(QUESTIONS TO ANSWER):
a - Under the employment termination provisions, for how many consecutive months must the Executive be incapacitated to be considered "Totally Disabled"?
b - Continue the employment agreement's termination provisions, picking up after their last sentence.

(DOCUMENT SEGMENT):
'''
Executive's employment hereunder may be terminated under the following
circumstances:
(a) DEATH. Executive's employment hereunder shall terminate upon
Executive's death.
(b) TOTAL DISABILITY. The Company may terminate Executive's employment
hereunder upon Executive becoming "Totally Disabled". For purposes of
this Agreement, Executive shall be "Totally Disabled" if Executive has
been physically or mentally incapacitated so as to render Executive
incapable of performing Executive's material usual and customary duties
under this Agreement for six (6) consecutive months (such consecutive
absence not being deemed interrupted by Executive's return to service
for less than 10 consecutive business days if absent thereafter for the
same illness or disability). Any such termination shall be upon thirty
(30) days written notice given at any time thereafter while Executive
remains Totally Disabled, provided that a termination for Total
Disability hereunder shall not be effective if Executive returns to
full performance of his duties within such thirty (30) day period.
(c) TERMINATION BY THE COMPANY FOR CAUSE. The Company may terminate
Executive's employment hereunder for "Cause" at any time within ninety
(90) days after the Chairman of the Audit or Governance Committee of
the Board has knowledge thereof.
'''
[Stored data entries]
'''
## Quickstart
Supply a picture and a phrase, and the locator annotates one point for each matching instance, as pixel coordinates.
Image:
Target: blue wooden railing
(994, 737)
'''
'''
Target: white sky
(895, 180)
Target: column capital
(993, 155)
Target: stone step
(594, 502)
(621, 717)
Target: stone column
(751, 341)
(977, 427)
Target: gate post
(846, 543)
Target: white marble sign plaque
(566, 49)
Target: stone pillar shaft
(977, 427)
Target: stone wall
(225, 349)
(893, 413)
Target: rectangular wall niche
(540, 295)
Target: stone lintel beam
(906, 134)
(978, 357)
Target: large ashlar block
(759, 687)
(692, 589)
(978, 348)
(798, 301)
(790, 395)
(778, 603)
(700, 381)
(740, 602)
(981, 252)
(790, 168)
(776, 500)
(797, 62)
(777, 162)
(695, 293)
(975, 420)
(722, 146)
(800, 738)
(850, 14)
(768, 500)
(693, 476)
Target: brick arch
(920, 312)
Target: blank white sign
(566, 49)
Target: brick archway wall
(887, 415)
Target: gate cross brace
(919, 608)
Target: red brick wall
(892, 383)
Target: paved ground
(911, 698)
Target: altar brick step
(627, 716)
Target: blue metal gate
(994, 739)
'''
(RESPONSES TO THE EXERCISE):
a - Six (6) consecutive months.

b -
(i) For purposes of this Agreement, the term "Cause" shall be limited
to (1) willful misconduct by Executive with regard to the Company
which has a material adverse effect on the Company; (2) the
willful refusal of Executive to attempt to follow the proper
written direction of the Board, provided that the foregoing
refusal shall not be "Cause" if Executive in good faith believes
that such direction is illegal, unethical or immoral and promptly
so notifies the Board; (3) substantial and continuing willful
refusal by the Executive to attempt to perform the duties
required of him hereunder (other than any such failure resulting
from incapacity due to physical or mental illness) after a
written demand for substantial performance is delivered to the
Executive by the Board which specifically identifies the manner
in which it is believed that the Executive has substantially and
continually refused to attempt to perform his duties hereunder;
or (4) the Executive being convicted of a felony (other than a
felony involving a traffic violation or as a result of vicarious
liability). For purposes of this paragraph, no act, or failure to
act, on Executive's part shall be considered "willful" unless
done or omitted to be done, by him not in good faith and without
reasonable belief that his action or omission was in the best
interests of the Company.
(ii) A Notice of Termination for Cause shall mean a notice that shall
indicate the specific termination provision in Section 5(c)(i)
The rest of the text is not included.